- Description of the task: Only the final stretch of the data is wanted: reproduce the line containing "Tag every instance of the girl's raised" and each line after it, exactly.

Start of Task input

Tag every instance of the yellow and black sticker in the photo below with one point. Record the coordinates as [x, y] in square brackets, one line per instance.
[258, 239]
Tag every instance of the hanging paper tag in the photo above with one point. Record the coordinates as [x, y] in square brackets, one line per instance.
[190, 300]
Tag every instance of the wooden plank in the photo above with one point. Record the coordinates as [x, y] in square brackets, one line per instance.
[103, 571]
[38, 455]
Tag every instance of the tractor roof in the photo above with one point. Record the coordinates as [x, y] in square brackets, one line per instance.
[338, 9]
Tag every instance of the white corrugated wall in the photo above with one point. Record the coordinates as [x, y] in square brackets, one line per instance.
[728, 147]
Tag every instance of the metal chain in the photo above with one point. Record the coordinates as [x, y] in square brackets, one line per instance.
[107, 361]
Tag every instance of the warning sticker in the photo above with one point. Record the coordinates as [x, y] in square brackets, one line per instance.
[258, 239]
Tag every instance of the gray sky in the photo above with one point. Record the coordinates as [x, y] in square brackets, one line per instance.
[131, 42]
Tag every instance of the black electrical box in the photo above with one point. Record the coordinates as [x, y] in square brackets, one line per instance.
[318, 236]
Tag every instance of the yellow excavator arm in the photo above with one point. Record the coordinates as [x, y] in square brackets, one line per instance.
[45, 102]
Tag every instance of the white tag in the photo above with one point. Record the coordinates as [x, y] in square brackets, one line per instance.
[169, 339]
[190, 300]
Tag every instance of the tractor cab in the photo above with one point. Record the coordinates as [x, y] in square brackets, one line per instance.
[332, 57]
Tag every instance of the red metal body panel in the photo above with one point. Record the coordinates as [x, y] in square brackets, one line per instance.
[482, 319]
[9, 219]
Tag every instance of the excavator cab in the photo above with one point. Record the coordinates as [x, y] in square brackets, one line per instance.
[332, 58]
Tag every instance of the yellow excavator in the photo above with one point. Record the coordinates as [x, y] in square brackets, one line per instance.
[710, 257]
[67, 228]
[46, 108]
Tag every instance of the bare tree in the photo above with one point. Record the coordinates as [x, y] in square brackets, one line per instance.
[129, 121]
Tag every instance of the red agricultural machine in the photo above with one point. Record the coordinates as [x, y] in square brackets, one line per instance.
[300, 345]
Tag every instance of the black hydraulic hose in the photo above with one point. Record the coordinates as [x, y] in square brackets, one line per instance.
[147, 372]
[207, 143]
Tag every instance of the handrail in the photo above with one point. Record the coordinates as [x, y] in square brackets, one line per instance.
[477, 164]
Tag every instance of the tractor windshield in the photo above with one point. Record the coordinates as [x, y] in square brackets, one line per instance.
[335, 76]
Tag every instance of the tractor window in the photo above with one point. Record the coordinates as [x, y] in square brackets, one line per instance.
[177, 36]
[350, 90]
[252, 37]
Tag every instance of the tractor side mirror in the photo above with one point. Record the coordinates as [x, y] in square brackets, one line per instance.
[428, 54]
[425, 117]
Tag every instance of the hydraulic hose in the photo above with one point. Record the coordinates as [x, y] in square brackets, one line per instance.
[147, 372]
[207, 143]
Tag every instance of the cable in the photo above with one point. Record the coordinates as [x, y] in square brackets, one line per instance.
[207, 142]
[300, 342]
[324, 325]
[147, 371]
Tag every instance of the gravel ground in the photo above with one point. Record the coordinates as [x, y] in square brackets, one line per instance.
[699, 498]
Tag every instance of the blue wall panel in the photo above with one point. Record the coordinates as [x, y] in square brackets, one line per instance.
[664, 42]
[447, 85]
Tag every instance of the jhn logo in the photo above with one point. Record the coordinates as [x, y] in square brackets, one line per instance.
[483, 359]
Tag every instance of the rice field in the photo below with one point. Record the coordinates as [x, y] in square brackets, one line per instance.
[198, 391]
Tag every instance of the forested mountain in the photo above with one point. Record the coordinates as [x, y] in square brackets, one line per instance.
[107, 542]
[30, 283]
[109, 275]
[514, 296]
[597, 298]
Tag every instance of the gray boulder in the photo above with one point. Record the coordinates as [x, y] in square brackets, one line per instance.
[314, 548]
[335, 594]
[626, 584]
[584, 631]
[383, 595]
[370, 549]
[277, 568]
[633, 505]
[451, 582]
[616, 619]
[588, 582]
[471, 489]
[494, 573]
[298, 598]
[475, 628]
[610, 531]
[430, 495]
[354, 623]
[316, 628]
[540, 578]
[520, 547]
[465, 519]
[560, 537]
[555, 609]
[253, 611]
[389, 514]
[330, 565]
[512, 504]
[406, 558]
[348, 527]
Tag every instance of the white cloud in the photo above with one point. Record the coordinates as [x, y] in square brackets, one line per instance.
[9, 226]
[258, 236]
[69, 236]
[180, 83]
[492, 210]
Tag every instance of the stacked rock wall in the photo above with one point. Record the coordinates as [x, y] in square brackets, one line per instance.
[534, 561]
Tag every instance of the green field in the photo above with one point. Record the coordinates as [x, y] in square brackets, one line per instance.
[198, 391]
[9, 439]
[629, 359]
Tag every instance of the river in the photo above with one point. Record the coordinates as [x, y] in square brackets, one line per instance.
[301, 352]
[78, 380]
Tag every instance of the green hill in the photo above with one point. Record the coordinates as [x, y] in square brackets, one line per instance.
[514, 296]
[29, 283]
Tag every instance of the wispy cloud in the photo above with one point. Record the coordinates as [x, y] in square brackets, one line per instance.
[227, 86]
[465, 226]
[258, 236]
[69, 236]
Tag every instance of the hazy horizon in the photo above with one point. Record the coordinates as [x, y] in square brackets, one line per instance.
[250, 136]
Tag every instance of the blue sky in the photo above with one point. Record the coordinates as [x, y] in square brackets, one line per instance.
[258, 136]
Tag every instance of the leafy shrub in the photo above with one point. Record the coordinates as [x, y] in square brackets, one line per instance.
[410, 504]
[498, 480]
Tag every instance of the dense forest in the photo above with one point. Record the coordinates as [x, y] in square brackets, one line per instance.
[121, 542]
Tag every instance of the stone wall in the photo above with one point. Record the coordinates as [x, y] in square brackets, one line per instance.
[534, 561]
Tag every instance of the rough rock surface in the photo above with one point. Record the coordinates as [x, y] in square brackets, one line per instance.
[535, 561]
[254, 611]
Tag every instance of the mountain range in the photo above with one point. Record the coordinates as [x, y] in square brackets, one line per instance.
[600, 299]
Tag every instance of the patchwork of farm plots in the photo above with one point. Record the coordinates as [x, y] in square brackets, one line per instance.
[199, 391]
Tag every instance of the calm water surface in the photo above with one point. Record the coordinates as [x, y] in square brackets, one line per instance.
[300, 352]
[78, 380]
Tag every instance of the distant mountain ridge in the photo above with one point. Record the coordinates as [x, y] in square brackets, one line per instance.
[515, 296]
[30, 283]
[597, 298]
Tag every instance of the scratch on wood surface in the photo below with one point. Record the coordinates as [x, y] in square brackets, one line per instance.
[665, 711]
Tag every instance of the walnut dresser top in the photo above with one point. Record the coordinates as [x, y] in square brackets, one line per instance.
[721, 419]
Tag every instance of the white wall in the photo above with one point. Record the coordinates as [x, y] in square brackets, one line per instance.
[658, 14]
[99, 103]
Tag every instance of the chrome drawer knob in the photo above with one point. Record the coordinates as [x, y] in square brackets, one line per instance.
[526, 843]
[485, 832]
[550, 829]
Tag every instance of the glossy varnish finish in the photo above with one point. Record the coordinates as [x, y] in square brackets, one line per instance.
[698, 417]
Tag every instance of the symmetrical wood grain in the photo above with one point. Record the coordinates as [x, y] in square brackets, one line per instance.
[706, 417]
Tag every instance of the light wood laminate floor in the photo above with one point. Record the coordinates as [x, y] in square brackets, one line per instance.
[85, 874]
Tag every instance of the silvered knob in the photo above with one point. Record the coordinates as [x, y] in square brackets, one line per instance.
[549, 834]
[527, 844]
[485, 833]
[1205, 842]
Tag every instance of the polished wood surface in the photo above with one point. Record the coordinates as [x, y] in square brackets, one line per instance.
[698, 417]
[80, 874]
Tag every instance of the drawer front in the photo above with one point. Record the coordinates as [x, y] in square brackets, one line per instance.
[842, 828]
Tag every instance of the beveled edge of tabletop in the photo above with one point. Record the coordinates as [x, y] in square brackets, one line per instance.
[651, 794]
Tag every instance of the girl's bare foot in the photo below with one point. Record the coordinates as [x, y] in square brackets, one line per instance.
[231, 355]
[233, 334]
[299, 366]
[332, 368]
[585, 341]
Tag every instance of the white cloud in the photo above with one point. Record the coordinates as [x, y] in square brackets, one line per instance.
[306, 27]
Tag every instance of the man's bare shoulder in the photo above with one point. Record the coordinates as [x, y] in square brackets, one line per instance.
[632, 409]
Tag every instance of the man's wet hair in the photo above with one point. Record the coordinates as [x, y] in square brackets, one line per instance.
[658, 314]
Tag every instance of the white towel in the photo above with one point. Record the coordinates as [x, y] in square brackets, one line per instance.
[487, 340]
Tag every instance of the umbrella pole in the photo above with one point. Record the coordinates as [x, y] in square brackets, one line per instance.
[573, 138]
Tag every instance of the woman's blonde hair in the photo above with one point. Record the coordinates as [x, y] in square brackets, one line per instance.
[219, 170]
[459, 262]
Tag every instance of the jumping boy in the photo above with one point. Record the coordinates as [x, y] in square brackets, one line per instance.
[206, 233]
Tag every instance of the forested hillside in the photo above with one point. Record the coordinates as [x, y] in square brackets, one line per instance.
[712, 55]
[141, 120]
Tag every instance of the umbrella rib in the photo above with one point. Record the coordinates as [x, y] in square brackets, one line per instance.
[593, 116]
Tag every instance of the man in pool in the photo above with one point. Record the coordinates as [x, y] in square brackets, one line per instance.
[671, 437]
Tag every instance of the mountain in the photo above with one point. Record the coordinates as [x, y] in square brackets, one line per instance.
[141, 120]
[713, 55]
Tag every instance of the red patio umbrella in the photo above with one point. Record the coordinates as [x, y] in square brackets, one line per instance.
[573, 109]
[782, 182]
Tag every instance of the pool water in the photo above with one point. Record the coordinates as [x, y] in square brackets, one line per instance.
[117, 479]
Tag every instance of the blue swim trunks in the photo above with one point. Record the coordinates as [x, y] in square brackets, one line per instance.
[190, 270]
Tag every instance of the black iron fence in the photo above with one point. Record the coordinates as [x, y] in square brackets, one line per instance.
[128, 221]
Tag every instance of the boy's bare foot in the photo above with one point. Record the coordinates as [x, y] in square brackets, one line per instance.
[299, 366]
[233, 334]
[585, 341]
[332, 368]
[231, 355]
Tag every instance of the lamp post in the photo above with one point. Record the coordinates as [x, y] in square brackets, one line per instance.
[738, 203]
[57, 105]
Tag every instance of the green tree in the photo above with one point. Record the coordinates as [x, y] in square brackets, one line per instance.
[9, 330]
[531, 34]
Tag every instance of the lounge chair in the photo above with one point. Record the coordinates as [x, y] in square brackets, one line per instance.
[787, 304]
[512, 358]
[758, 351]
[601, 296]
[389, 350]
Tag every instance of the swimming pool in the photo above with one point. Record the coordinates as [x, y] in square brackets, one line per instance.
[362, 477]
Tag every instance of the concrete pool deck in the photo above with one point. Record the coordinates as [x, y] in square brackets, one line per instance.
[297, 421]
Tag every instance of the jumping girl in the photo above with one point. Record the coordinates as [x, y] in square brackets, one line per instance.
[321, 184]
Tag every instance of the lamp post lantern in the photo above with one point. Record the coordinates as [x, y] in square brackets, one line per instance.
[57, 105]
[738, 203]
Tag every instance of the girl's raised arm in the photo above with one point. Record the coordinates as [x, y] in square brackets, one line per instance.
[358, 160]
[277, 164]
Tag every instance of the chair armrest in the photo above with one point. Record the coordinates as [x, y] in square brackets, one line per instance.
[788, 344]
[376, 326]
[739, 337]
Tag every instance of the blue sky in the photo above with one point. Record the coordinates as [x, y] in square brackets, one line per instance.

End of Task input

- Task solution:
Tag every instance of the girl's raised arm in the photo above with one point. Record the coordinates as [x, y] in square brackets, one line per instance.
[358, 160]
[277, 164]
Tag every instance of the chair armrest in the photo above with one point. Record the coordinates as [x, y] in square brackets, one line per instance.
[788, 344]
[376, 326]
[739, 337]
Tag every instance of the blue sky in the photo above with one point. Record the coordinates as [x, y] in square brackets, one line per instance.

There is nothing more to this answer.